EXERCISE BRIEF
Copy out the material below, substituting "tool" for each occurrence of "utility" and leaving everything else as it is.
-- START SOURCE DATA --
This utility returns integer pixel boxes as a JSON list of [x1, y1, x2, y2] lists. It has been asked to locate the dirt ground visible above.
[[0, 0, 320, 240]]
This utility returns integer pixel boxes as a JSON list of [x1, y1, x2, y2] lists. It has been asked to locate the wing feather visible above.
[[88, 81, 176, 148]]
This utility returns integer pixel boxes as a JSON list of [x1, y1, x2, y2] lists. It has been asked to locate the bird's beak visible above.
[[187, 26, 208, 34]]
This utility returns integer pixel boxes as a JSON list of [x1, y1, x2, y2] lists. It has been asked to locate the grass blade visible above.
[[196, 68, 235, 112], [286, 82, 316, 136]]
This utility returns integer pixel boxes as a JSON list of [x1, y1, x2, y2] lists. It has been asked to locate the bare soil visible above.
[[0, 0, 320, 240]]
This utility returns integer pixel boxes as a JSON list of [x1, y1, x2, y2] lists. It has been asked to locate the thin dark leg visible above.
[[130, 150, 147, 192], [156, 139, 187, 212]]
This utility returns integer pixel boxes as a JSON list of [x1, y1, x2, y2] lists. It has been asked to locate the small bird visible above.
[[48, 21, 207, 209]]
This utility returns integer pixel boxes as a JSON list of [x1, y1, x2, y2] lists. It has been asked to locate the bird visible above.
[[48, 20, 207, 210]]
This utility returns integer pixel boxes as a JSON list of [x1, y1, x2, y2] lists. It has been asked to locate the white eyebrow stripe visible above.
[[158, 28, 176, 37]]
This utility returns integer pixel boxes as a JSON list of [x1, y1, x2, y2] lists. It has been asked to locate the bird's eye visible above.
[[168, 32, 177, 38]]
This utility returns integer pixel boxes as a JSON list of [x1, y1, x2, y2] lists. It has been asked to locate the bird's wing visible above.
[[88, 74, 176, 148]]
-- END SOURCE DATA --
EXERCISE ANSWER
This tool returns integer pixel boxes as a JSON list of [x1, y1, x2, y2] lists. It has been asked to locate the dirt ground visible above.
[[0, 0, 320, 240]]
This tool returns integer pixel boxes as a JSON list of [x1, y1, x2, y2] lists. It has been asked to locate the wing feather visible above.
[[88, 81, 176, 148]]
This tool returns integer pixel boxes as a JSON list of [x1, y1, x2, y2] lists. It has been asked to locate the bird's beak visible above.
[[187, 26, 208, 34]]
This tool returns integer pixel boxes as a JSON list of [x1, y1, x2, y2] lists. It has been asked to locate the grass blade visible above.
[[196, 68, 235, 112], [286, 82, 316, 136]]
This tool returns integer pixel boxes as a JSON list of [x1, y1, x2, y2] lists. It has been asked to locate the bare soil visible above.
[[0, 0, 320, 240]]
This tool returns integer pixel boxes as a JSON list of [x1, y1, x2, y2] lists. It has been asked to locate the thin dark leg visible above.
[[130, 150, 147, 192], [156, 139, 187, 212]]
This tool returns integer pixel boxes as a JSON list of [x1, y1, x2, y2] lists. It has been asked to locate the small bird visible above.
[[48, 21, 207, 209]]
This tool returns integer pixel boxes as a JSON list of [x1, y1, x2, y2] lists. It has been asked to locate the bird visible above.
[[48, 20, 207, 210]]
This tool returns integer pixel boxes as a JSON list of [x1, y1, x2, y2] lists. It has been asked to locate the white eyebrow stripe visible above.
[[158, 28, 176, 37]]
This tool returns integer pixel boxes as a JSON list of [x1, y1, x2, y2] lists. It has been asked to locate the bird's eye visible above.
[[168, 32, 177, 38]]
This tool returns integer pixel boxes as a JSON list of [x1, y1, x2, y2] lists. It has been asked to locate the bird's wing visible above.
[[88, 74, 176, 148]]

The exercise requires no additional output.